Work to be completed: Every line of the material must appear in the answer exactly as it does here.

Data supplied:
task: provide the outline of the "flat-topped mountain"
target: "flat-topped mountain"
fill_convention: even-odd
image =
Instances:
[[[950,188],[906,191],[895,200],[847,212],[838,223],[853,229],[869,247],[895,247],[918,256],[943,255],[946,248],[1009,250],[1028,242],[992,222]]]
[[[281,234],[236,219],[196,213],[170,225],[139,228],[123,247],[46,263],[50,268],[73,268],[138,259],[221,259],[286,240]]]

Task output:
task: provide the outline of the "flat-topped mountain"
target: "flat-topped mountain"
fill_convention: even-odd
image =
Instances:
[[[950,188],[906,191],[895,200],[847,212],[838,223],[853,229],[869,247],[895,247],[918,256],[943,255],[946,248],[1009,250],[1028,242],[992,222]]]
[[[281,234],[236,219],[196,213],[170,225],[139,228],[123,247],[46,263],[50,268],[73,268],[138,259],[221,259],[286,240]]]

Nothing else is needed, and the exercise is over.